Work task: Count every line in the data below where "polyp" occurs, then state that number and nothing more.

Dataset entries:
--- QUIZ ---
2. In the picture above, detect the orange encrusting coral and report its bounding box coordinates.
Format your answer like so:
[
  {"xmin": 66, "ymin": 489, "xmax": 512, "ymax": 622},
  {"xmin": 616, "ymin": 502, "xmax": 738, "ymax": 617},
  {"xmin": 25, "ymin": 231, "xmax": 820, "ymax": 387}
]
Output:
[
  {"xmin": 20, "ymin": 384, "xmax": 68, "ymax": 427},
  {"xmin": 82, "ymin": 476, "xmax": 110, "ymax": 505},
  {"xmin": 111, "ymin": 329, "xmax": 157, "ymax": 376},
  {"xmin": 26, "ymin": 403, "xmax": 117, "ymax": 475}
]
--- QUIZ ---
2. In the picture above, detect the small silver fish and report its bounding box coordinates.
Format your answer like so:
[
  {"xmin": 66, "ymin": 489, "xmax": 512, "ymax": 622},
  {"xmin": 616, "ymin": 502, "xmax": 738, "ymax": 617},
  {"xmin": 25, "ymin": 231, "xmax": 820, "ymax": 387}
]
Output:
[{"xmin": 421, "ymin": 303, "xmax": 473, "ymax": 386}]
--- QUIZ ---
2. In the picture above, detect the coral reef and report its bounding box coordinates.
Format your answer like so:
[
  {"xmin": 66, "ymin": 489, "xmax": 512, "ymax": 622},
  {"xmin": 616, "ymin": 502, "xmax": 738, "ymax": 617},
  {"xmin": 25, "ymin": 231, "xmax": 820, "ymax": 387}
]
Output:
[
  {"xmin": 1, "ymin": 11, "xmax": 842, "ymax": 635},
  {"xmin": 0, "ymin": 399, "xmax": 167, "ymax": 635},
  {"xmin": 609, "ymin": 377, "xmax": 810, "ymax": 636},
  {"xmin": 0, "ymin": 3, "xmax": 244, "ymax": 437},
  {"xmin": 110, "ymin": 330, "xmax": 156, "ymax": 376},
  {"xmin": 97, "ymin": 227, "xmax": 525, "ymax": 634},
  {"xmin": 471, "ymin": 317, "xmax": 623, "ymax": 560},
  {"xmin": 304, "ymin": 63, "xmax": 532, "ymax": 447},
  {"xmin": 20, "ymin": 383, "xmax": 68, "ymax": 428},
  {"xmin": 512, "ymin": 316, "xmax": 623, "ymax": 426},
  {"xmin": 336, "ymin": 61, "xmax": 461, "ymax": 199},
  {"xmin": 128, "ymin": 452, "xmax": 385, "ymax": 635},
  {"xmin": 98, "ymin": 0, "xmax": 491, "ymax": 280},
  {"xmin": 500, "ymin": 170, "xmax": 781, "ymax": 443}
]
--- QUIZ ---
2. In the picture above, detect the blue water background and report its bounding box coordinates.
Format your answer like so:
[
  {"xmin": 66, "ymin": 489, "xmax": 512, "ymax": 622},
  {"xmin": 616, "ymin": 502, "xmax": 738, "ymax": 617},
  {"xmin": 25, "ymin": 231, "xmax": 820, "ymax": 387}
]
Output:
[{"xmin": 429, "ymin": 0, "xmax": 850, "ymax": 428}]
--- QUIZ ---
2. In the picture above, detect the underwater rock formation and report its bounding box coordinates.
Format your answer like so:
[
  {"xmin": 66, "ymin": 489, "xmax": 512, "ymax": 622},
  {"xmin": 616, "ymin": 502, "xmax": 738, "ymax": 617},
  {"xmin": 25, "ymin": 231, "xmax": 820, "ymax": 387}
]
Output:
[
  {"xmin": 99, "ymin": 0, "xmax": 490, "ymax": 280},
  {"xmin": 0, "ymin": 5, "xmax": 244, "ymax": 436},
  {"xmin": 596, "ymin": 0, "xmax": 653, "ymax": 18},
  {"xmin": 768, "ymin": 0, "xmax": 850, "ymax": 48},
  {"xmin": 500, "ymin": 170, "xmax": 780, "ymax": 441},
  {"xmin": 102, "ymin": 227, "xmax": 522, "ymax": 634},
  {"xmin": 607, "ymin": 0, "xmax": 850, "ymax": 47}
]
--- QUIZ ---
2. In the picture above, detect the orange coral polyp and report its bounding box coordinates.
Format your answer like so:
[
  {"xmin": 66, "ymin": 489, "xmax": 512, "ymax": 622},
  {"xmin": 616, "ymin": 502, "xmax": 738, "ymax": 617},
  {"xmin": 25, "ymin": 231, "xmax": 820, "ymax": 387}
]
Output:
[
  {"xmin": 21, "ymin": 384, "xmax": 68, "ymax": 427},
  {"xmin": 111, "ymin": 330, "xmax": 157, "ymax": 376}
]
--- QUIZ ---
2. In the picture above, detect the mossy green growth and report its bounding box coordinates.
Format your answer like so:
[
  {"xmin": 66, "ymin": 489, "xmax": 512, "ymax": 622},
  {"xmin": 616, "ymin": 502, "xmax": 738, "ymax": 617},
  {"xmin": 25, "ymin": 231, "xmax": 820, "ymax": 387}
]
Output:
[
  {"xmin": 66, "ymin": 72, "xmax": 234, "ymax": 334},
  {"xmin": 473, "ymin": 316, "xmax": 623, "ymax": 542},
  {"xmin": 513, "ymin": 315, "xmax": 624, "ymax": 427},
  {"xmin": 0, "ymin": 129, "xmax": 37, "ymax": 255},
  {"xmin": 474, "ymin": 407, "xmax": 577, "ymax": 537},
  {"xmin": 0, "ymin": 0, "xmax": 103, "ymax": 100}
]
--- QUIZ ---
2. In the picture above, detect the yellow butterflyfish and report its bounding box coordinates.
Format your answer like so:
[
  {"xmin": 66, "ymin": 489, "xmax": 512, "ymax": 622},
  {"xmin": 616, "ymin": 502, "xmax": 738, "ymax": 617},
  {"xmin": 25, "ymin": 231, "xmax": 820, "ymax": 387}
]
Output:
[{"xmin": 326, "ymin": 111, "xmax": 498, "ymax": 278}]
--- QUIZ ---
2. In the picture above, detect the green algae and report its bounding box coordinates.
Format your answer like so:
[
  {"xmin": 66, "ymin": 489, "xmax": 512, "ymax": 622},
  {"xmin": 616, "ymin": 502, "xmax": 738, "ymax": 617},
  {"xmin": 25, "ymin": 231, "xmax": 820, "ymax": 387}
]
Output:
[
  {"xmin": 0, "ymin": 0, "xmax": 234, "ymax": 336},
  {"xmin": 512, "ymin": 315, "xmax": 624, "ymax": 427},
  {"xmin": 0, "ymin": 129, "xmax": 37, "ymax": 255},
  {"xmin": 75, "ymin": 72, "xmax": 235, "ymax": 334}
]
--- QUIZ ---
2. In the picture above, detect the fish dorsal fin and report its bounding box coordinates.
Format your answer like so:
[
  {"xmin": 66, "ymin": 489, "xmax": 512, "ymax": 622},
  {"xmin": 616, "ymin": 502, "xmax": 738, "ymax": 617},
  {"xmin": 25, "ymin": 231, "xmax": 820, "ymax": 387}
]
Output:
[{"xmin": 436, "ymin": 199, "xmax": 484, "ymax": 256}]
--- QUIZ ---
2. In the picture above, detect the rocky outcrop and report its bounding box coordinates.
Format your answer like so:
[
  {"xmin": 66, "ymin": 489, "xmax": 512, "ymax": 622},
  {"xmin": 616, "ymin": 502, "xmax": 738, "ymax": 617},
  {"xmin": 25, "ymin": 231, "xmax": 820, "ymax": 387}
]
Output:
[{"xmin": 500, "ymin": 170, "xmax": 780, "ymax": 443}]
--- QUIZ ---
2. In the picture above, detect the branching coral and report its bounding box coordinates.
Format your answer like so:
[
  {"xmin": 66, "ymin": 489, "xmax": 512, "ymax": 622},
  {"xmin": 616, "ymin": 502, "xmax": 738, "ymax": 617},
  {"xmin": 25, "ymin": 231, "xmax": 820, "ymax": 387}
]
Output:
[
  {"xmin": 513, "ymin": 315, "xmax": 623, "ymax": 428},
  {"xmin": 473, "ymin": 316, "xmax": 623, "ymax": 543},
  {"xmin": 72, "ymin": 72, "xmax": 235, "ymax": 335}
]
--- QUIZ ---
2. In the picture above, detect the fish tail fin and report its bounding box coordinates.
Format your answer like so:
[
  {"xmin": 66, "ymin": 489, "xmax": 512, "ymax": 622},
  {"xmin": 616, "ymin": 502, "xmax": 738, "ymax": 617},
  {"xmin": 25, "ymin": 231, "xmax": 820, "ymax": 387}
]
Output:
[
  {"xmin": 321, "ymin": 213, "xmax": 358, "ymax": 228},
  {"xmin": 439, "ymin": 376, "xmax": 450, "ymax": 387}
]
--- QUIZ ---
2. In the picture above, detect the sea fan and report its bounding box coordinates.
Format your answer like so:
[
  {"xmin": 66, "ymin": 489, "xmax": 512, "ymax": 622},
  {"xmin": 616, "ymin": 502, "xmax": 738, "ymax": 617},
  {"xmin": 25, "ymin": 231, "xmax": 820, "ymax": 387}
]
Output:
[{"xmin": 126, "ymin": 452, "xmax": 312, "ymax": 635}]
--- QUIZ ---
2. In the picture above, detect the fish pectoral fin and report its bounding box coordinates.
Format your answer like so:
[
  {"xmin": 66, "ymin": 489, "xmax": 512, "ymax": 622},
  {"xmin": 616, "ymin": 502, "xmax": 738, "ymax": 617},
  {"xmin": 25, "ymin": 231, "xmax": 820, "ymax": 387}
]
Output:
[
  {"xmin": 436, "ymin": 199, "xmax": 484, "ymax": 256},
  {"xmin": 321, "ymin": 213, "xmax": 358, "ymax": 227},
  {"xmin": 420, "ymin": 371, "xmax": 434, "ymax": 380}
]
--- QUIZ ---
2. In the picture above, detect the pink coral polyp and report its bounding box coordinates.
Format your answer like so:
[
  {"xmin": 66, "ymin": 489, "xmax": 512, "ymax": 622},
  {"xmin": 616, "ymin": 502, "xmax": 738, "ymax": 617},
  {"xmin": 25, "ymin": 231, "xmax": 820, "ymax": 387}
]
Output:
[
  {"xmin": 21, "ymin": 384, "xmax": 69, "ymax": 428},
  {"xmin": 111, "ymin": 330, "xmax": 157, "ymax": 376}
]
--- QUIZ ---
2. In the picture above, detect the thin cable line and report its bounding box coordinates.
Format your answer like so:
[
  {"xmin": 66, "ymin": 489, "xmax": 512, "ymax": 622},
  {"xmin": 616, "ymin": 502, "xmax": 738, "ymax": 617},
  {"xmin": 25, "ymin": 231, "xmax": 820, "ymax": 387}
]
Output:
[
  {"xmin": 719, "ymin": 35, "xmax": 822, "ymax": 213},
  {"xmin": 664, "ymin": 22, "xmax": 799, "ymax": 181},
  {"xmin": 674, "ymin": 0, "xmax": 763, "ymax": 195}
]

Written solution: 2